# SHORT PROBLEM:
Collect every line in the data below that contains the word "eyelash", and reproduce each such line in full.

# MATERIAL:
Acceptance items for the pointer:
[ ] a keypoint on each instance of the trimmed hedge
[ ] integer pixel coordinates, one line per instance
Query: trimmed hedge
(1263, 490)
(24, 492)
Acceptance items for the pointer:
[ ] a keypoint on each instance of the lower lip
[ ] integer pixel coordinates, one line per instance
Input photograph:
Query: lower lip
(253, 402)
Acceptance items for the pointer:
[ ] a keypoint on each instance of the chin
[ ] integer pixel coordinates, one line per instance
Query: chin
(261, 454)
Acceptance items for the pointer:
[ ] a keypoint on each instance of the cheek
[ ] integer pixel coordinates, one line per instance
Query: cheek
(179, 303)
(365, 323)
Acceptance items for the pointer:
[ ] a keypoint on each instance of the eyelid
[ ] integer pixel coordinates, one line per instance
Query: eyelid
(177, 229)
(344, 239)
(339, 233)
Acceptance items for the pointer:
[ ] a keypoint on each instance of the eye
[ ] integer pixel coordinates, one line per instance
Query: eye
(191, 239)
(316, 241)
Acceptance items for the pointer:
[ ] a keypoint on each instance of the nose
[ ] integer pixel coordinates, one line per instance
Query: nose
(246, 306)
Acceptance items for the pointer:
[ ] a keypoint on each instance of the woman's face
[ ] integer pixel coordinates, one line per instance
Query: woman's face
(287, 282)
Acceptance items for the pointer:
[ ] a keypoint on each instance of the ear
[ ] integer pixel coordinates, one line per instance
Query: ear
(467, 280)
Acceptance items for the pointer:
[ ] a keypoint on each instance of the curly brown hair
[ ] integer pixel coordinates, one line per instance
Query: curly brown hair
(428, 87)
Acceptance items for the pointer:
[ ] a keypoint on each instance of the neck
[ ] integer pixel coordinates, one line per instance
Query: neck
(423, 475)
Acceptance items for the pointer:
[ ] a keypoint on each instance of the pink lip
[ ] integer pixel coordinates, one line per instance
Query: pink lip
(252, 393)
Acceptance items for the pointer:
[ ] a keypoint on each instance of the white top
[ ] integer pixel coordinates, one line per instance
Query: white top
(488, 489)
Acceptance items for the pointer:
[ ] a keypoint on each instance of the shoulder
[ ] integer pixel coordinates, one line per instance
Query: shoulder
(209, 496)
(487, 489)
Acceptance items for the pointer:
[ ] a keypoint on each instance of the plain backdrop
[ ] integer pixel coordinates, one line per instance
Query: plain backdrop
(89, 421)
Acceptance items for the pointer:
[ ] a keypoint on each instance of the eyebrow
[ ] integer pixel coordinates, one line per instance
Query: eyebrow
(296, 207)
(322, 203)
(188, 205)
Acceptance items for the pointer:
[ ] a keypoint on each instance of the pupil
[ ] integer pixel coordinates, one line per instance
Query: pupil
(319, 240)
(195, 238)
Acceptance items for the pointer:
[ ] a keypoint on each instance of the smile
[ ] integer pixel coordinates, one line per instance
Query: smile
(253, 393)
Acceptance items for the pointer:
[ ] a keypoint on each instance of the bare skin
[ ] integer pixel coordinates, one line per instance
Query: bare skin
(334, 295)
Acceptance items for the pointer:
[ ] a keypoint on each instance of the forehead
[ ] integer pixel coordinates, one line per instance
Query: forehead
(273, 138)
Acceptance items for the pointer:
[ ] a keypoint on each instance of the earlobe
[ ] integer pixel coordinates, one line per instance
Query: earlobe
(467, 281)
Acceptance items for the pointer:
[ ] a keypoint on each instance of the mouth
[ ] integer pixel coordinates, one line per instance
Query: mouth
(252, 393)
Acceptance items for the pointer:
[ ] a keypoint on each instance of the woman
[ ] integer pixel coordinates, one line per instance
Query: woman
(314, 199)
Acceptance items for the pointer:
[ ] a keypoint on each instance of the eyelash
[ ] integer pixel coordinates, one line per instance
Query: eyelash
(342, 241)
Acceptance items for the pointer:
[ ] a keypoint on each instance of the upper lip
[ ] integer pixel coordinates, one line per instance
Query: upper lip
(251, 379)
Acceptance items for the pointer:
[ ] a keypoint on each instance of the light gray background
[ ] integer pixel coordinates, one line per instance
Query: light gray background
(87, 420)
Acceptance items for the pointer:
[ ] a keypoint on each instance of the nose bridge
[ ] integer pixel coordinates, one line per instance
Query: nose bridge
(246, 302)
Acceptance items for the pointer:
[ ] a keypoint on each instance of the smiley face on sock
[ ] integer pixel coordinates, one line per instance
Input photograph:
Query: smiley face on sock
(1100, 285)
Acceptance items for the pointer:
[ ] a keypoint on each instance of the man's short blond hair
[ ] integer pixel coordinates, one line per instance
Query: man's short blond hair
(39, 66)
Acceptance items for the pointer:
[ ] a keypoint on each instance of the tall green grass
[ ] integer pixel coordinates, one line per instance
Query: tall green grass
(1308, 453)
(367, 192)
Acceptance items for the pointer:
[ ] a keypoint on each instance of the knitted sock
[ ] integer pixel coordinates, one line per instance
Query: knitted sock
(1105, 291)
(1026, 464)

# PROBLEM SOLUTION:
[ ] a keypoint on each instance of the eyelash
Query: eyelash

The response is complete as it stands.